- **Ihre Aufgaben**:
A - Geben Sie aus dem Textauszug den Abschnitt von „Bei der Analyse“ bis „über 2 Millionen.“ wortgetreu wieder.
B - Wie viele Menschen sind laut dem Textauszug Anfang August immun?

- **Vorliegender Textauszug**:
+-------+

Diese schreckliche Phase wird bis etwa Ende Juni dauern. Über 1,5 Millionen Beerdigungen werden noch trauriger als sonst, weil sich die Menschen nicht trösten können, da keiner dem anderen zu nahe kommen will. 

Bei der Analyse habe ich jetzt noch die optimistische Annahme gemacht, dass Menschen, und das sind oft ältere Menschen, die ohne Beatmung auskommen müssen, zu 70% überleben. Ob das realistisch ist, kann ich als Nichtmediziner nicht beurteilen. Rechne ich nur mit 10% die das überstehen, dann erhöht sich die Opferzahl auf  deutlich über 2 Millionen.

August, endlich ein Ende in Sicht

Nach dem Höhepunkt der Erkrankungswelle ebbt alles so schnell ab, wie es gekommen ist. Anfang August werden nur noch wenige (70 pro Tag) neue Fälle beobachtet, das liegt daran, dass jetzt die sogenannte Herden-Immunität greift. Der Virus findet keine neuen Opfer, da über 60 Millionen Menschen jetzt immun sind. Etwa 14 Millionen hatten Glück oder waren sehr vorsichtig und wurden nicht angesteckt.

Hinweis zu den Intensivbetten

Die viel zu große Zahl von Patienten die ein Intensivbett benötigen, kann zur häufigsten Todesursache werden. 
Betrachtet man den "Standardablauf", erhält man folgendes Diagramm
Todesfälle erhöht durch Mangel an Intensivbetten.

+-------+

Gespeicherte Datensätze
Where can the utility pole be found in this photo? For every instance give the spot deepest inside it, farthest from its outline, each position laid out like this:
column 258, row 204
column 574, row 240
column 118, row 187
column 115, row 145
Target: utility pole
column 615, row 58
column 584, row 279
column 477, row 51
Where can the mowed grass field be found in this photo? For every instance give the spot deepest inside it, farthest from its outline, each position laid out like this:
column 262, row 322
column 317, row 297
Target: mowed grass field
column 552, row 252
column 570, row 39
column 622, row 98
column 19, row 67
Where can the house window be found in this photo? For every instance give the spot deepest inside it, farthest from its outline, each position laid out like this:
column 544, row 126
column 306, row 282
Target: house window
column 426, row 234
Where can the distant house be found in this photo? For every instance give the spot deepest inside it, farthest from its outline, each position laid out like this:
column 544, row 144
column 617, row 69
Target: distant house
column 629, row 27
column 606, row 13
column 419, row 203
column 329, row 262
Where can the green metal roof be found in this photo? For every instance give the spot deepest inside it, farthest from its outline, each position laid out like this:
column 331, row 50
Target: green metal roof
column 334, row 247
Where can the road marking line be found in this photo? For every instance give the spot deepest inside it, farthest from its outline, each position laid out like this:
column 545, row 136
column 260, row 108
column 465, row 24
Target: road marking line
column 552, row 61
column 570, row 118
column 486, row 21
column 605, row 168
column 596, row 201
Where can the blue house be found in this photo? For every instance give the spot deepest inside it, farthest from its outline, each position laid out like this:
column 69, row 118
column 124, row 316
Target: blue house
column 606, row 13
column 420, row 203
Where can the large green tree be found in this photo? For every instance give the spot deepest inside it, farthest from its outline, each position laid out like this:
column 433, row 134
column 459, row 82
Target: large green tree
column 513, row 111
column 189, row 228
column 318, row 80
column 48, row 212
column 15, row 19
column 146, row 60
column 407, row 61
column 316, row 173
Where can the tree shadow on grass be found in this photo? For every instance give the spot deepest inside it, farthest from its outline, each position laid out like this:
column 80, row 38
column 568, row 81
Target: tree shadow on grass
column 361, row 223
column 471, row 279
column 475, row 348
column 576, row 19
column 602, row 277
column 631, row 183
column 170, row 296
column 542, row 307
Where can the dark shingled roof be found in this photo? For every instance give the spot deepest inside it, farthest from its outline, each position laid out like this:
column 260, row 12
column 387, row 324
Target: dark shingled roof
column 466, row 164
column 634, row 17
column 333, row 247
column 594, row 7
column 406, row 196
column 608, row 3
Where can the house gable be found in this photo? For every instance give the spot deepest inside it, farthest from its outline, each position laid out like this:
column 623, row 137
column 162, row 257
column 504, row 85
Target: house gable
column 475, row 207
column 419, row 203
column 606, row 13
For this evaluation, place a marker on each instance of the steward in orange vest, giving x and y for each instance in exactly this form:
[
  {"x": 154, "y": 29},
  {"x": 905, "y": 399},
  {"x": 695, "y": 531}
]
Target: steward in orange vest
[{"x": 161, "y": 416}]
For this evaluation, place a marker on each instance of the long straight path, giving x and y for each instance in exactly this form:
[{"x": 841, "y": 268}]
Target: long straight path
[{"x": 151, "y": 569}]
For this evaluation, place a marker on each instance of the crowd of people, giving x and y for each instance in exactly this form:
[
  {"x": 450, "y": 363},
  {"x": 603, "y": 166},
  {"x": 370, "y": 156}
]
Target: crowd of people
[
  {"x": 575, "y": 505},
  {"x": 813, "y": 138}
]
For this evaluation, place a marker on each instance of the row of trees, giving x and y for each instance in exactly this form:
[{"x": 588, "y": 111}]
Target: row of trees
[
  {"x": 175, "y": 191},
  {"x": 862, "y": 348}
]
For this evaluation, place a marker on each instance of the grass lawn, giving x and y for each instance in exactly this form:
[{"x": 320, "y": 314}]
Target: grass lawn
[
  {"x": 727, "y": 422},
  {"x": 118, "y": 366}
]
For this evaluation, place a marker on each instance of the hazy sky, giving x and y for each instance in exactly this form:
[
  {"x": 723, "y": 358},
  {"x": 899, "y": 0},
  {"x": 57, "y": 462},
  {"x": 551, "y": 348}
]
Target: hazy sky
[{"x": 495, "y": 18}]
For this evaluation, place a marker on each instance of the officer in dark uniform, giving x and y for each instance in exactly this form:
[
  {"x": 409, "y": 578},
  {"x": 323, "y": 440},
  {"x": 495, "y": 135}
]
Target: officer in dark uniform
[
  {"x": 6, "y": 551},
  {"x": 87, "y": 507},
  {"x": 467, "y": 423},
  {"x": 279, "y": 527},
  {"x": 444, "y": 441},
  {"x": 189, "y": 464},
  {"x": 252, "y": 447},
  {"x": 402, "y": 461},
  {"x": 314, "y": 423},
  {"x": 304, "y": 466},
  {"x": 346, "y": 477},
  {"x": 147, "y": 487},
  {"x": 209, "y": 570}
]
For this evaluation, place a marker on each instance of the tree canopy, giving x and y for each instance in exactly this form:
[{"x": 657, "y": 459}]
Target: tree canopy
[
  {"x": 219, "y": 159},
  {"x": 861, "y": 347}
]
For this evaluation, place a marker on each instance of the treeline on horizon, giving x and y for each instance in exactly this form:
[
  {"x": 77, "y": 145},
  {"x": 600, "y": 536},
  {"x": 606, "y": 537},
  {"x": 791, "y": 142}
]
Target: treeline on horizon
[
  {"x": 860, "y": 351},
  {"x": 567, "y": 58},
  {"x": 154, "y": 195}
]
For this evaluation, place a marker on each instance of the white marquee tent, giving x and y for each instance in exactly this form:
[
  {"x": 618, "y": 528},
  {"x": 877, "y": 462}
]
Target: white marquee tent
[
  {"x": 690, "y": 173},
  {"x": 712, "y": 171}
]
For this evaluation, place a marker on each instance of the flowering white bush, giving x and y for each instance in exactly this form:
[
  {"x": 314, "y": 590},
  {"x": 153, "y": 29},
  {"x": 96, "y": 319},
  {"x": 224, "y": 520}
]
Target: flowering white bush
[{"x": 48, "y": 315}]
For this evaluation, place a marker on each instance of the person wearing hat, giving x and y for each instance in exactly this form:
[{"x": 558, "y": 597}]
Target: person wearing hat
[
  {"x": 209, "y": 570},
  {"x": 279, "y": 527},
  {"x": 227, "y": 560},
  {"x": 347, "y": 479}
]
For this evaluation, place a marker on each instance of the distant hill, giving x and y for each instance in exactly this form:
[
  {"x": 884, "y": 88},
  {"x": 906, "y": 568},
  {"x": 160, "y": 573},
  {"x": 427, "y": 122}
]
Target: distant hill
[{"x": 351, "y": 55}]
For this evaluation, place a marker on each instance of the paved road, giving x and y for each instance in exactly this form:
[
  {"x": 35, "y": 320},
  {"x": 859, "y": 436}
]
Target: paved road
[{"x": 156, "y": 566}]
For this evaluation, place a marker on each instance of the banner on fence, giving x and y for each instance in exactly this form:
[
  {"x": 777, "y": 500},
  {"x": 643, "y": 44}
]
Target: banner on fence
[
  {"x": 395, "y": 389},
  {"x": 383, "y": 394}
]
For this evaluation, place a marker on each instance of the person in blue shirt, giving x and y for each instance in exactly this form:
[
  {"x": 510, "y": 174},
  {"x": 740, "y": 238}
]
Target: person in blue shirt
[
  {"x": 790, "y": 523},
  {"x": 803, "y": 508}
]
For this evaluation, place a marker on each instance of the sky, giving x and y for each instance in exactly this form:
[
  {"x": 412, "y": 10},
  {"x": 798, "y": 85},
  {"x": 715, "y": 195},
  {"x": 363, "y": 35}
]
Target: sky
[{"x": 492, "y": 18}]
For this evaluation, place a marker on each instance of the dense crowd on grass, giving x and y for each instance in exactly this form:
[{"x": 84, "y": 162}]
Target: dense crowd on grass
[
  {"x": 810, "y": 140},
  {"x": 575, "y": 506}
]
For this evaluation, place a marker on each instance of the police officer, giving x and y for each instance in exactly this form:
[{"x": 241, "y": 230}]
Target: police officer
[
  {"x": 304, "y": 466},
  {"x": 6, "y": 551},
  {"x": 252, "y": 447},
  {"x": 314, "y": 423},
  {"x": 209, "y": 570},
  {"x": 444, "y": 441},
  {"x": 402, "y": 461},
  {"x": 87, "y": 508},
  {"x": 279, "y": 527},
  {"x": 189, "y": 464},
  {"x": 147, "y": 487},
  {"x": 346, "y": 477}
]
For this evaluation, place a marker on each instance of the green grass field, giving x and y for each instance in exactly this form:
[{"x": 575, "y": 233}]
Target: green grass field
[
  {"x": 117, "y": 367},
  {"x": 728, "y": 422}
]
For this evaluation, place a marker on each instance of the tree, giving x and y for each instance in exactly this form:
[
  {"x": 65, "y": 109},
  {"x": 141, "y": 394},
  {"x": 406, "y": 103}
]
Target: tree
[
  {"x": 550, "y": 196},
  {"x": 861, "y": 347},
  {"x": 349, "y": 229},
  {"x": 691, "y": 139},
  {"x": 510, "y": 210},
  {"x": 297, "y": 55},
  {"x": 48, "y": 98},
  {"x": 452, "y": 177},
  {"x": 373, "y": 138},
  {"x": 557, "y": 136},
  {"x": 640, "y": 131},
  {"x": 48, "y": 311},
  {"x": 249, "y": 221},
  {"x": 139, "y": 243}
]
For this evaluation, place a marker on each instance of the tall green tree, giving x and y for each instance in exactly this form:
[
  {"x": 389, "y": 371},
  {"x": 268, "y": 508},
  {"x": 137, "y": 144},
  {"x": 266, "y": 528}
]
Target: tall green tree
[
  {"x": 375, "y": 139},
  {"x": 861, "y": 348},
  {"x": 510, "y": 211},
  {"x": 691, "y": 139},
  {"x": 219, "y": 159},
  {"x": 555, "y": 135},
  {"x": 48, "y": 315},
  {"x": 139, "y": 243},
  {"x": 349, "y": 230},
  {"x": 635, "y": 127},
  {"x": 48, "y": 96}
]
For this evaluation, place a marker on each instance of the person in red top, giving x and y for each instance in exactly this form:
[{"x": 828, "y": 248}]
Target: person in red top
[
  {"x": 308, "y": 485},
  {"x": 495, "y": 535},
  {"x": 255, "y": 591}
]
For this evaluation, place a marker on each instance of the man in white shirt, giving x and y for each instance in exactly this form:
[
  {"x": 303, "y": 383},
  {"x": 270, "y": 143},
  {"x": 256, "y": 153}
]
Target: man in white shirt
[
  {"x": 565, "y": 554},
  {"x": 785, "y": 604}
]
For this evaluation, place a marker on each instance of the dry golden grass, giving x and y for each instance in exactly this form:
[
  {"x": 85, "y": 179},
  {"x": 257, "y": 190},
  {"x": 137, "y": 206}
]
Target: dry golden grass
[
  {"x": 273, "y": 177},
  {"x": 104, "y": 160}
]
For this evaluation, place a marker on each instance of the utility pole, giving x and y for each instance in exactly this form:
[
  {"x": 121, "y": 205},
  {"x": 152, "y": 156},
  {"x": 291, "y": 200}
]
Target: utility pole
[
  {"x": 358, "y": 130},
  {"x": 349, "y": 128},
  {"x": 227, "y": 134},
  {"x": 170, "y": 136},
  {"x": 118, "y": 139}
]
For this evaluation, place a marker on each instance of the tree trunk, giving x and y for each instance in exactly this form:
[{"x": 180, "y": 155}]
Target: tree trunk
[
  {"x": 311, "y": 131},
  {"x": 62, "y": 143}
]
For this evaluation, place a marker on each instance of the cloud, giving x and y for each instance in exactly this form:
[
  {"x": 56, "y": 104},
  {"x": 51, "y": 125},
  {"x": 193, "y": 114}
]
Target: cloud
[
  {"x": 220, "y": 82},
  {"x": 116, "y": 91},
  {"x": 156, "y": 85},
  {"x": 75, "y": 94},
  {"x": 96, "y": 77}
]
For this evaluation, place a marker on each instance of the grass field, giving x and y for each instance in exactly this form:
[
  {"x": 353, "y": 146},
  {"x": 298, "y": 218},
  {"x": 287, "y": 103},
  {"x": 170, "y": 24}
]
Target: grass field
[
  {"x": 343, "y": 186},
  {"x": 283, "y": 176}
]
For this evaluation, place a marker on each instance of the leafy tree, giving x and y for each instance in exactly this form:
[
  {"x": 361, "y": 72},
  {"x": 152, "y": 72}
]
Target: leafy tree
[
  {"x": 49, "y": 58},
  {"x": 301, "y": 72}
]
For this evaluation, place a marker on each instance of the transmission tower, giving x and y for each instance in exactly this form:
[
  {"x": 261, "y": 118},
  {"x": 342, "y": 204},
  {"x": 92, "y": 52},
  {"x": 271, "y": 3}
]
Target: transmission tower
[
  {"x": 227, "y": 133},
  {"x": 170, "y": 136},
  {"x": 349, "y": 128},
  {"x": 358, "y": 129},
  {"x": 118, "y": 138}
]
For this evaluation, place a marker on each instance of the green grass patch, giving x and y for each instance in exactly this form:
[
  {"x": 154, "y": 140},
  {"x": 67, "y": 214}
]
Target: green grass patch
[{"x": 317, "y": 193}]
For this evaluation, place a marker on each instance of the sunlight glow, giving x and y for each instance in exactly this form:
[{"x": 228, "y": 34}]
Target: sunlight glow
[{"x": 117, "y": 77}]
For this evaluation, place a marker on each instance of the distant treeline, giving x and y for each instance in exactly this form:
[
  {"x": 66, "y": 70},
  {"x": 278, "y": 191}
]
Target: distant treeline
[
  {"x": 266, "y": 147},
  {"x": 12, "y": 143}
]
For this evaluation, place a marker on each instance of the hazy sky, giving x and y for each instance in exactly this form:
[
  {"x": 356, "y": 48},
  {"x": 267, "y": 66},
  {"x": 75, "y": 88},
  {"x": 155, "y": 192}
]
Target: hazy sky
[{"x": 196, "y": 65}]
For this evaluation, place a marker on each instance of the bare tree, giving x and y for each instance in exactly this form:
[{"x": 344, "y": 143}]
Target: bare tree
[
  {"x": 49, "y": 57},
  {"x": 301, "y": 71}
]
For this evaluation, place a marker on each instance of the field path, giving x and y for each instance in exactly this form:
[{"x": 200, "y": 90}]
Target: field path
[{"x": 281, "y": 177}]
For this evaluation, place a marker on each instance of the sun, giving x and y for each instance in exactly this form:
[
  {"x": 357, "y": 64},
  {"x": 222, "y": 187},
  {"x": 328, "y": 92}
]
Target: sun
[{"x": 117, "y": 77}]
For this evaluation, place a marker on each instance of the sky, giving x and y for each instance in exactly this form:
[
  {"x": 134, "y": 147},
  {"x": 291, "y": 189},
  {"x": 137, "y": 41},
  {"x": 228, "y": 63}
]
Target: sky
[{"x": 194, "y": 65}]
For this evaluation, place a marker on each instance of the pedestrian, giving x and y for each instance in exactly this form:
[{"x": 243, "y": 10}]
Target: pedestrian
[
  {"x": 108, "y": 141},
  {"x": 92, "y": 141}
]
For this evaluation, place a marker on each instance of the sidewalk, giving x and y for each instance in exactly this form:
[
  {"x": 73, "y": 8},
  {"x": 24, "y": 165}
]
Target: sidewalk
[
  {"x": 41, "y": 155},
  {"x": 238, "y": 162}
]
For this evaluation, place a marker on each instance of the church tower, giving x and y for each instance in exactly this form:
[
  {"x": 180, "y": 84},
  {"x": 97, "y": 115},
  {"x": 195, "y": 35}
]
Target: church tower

+-------+

- **Die Antworten**:
A -
Bei der Analyse habe ich jetzt noch die optimistische Annahme gemacht, dass Menschen, und das sind oft ältere Menschen, die ohne Beatmung auskommen müssen, zu 70% überleben. Ob das realistisch ist, kann ich als Nichtmediziner nicht beurteilen. Rechne ich nur mit 10% die das überstehen, dann erhöht sich die Opferzahl auf  deutlich über 2 Millionen.

B - Über 60 Millionen Menschen.